» EXERCISE DIRECTIONS: Produce a word-for-word copy of the data that follows, excluding images.

» GIVEN RECORDS:
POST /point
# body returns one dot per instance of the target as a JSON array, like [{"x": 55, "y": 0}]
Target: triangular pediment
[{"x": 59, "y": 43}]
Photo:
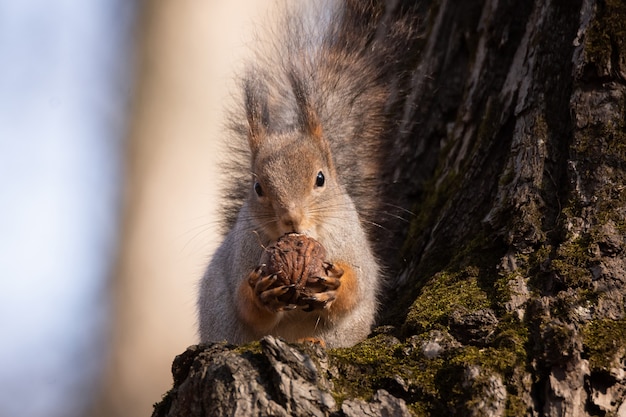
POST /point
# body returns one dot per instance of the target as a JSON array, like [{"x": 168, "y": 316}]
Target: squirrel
[{"x": 312, "y": 131}]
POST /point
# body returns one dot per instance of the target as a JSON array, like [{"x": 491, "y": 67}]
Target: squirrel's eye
[
  {"x": 258, "y": 189},
  {"x": 319, "y": 180}
]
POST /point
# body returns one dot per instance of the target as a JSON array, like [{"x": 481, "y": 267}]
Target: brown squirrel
[{"x": 311, "y": 132}]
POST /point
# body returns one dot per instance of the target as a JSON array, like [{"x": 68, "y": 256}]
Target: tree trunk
[{"x": 511, "y": 298}]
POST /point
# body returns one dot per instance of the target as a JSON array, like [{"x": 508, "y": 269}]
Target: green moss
[
  {"x": 445, "y": 293},
  {"x": 606, "y": 32},
  {"x": 571, "y": 263},
  {"x": 604, "y": 343}
]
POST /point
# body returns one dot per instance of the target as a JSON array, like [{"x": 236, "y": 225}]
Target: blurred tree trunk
[{"x": 512, "y": 297}]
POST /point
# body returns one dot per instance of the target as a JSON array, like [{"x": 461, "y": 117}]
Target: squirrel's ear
[
  {"x": 257, "y": 113},
  {"x": 307, "y": 117}
]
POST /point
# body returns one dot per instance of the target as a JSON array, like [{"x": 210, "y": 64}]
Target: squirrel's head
[{"x": 293, "y": 175}]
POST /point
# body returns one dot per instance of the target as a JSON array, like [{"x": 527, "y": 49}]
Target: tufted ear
[
  {"x": 307, "y": 117},
  {"x": 257, "y": 113}
]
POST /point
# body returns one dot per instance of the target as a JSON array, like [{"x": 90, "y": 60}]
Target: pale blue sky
[{"x": 64, "y": 96}]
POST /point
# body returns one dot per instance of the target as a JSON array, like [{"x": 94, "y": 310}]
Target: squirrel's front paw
[
  {"x": 269, "y": 291},
  {"x": 321, "y": 291}
]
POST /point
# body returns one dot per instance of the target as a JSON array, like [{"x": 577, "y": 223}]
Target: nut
[{"x": 295, "y": 259}]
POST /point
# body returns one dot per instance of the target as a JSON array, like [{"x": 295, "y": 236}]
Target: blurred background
[{"x": 110, "y": 112}]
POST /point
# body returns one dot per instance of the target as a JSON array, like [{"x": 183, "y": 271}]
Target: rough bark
[{"x": 511, "y": 300}]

» RESPONSE AREA:
POST /point
# body returns one dot per instance of the target as a JSON array, like [{"x": 55, "y": 0}]
Target: triangular pediment
[{"x": 59, "y": 43}]
Photo:
POST /point
# body returns one dot per instance of the target as a JSON array, like [{"x": 168, "y": 316}]
Target: squirrel
[{"x": 312, "y": 131}]
POST /point
# body returns one dot per instance of the target as a JSON array, like [{"x": 491, "y": 67}]
Target: squirrel's eye
[
  {"x": 258, "y": 189},
  {"x": 319, "y": 180}
]
POST /point
# body returns one dot per instance of the target as a JSON array, like [{"x": 481, "y": 267}]
Target: brown squirrel
[{"x": 311, "y": 132}]
POST /point
# body returns one dot per instance of the target as a JSON array, like [{"x": 68, "y": 256}]
Target: tree trunk
[{"x": 511, "y": 298}]
POST /point
# body returns one dot per instance of the target as a JSON array, like [{"x": 508, "y": 269}]
Target: green moss
[
  {"x": 445, "y": 293},
  {"x": 606, "y": 32},
  {"x": 571, "y": 263},
  {"x": 604, "y": 343}
]
POST /point
# body returns one dot per instance of the target as a JSON array, like [{"x": 236, "y": 225}]
Target: blurred tree trunk
[{"x": 512, "y": 297}]
POST /point
# body returns one dot per instance of the target as a JSON array, like [{"x": 461, "y": 117}]
Target: squirrel's ear
[
  {"x": 257, "y": 113},
  {"x": 307, "y": 117}
]
POST /point
# body returns one dot per instance of the target as a JSON array, like [{"x": 210, "y": 64}]
Target: squirrel's head
[{"x": 293, "y": 175}]
POST /point
# body returns one dot per instance of the target as a JSON array, like [{"x": 527, "y": 49}]
Target: tufted ear
[
  {"x": 307, "y": 117},
  {"x": 257, "y": 113}
]
POST /point
# body returns one dot per instance of the target as a JSON array, like [{"x": 90, "y": 60}]
Target: pale blue sky
[{"x": 64, "y": 96}]
POST /point
# body returns one dot per instance of the target as a JSON array, like [{"x": 94, "y": 310}]
Target: squirrel's front paw
[
  {"x": 269, "y": 291},
  {"x": 321, "y": 291}
]
POST /point
# body returns one dot per instance of the target as a JSON array, like [{"x": 577, "y": 223}]
Target: nut
[{"x": 295, "y": 259}]
POST /point
# body returns one dot per instance of the target as a JSON array, like [{"x": 295, "y": 236}]
Target: blurred background
[{"x": 110, "y": 112}]
POST /point
# body returns one dot per instance of the target as a JSON array, like [{"x": 183, "y": 271}]
Target: rough bark
[{"x": 511, "y": 300}]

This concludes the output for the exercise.